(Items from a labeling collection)
####################

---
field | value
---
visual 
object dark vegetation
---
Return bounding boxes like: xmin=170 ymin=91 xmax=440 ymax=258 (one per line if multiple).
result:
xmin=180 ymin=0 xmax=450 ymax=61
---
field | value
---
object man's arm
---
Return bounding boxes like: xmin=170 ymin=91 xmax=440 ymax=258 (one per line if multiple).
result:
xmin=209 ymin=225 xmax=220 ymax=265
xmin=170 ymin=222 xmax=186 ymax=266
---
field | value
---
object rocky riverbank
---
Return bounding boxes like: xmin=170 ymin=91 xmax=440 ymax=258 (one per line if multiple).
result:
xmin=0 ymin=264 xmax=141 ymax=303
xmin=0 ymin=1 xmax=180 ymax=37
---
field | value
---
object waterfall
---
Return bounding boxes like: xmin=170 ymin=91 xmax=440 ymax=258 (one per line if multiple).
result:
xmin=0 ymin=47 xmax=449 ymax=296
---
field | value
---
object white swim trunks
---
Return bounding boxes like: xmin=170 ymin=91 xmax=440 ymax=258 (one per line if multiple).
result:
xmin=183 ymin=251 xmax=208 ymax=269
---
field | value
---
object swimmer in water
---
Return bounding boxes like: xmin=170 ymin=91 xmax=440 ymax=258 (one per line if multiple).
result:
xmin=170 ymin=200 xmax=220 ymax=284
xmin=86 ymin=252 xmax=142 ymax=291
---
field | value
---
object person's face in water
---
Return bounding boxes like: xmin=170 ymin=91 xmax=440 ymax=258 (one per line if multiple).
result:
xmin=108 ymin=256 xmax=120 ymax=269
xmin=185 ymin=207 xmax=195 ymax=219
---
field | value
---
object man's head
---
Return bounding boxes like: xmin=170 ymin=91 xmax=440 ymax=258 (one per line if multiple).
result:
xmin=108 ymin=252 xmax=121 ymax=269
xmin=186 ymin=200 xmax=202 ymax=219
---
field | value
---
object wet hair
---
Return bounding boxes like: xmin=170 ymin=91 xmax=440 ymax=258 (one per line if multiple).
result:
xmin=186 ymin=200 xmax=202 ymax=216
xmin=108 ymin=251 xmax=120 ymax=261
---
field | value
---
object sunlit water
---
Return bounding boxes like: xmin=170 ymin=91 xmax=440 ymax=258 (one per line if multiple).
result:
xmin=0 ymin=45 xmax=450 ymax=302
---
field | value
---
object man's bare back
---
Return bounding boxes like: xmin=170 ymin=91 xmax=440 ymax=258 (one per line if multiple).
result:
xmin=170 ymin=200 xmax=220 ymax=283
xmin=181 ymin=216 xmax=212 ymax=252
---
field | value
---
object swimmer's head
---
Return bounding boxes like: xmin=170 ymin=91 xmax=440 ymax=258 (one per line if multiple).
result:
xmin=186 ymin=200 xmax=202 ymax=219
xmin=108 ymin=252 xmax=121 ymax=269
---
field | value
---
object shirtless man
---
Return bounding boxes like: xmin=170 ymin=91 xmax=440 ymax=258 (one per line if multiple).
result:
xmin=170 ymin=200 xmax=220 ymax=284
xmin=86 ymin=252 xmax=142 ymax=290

####################

EXERCISE DETAILS — Rewrite the rows from the start through the line containing "xmin=86 ymin=252 xmax=142 ymax=291", requests included. Multiply each bounding-box coordinate in the answers by 0.85 and round to the nearest whole number, with halves going up.

TASK RESPONSE —
---
field | value
---
visual 
object dark vegetation
---
Return bounding boxes like: xmin=170 ymin=91 xmax=440 ymax=258 (one per line if multiple).
result:
xmin=153 ymin=0 xmax=383 ymax=52
---
field | value
---
object man's arm
---
Return bounding boxes like: xmin=170 ymin=91 xmax=440 ymax=258 (one per line if multiple).
result:
xmin=178 ymin=191 xmax=187 ymax=225
xmin=145 ymin=189 xmax=158 ymax=226
---
field | value
---
object rocky riverbank
---
Return bounding boxes like: xmin=170 ymin=91 xmax=440 ymax=258 (one per line if multiple).
result:
xmin=0 ymin=224 xmax=120 ymax=258
xmin=0 ymin=1 xmax=153 ymax=31
---
field | value
---
object waterfall
---
Return bounding boxes like: xmin=170 ymin=91 xmax=440 ymax=258 (one per line if multiple).
result:
xmin=0 ymin=40 xmax=382 ymax=252
---
field | value
---
object white swim trunks
---
Return bounding boxes like: xmin=170 ymin=91 xmax=440 ymax=258 (one per line if multiple).
result:
xmin=156 ymin=213 xmax=177 ymax=229
---
field | value
---
object swimmer in water
---
Return bounding boxes like: xmin=170 ymin=91 xmax=440 ymax=258 (one per line if multiple).
result:
xmin=145 ymin=170 xmax=187 ymax=241
xmin=73 ymin=214 xmax=121 ymax=247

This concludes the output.